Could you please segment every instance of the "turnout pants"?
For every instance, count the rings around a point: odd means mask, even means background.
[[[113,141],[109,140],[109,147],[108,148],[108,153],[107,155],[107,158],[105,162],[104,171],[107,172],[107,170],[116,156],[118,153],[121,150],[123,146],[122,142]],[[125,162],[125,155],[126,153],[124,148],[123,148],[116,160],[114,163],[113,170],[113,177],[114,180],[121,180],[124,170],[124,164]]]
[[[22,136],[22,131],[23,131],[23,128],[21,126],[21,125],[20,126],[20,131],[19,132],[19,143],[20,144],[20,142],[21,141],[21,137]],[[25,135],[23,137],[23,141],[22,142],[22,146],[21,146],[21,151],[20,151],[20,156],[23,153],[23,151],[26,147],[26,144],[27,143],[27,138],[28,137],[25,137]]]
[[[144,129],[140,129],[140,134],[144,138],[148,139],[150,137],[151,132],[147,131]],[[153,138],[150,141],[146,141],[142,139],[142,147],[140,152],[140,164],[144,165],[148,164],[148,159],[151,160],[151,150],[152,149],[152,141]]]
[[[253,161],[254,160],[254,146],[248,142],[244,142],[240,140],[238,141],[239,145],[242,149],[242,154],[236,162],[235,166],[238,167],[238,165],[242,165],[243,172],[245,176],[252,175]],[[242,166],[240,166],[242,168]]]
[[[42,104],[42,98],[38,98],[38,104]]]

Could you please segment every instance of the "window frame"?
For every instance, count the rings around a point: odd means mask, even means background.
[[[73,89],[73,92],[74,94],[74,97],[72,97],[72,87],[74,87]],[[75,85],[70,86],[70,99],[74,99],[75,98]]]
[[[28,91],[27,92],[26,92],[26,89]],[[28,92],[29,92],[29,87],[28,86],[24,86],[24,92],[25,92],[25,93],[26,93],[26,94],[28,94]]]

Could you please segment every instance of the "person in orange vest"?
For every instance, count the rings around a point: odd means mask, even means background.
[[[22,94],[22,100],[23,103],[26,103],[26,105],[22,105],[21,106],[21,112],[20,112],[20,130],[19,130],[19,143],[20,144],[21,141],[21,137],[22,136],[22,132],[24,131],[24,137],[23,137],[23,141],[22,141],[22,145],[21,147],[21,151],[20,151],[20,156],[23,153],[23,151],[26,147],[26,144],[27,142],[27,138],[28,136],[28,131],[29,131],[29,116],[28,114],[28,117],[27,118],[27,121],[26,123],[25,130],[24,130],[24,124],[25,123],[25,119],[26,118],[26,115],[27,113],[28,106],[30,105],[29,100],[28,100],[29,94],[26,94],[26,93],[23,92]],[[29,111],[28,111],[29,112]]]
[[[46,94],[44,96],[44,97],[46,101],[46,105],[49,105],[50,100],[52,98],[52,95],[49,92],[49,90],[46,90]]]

══════════════════════════════

## Problem requirements
Count the lines of the listing above that contain the string "segment", treating uppercase and lowercase letters as different. Reply with the number alone.

## Response to this exercise
3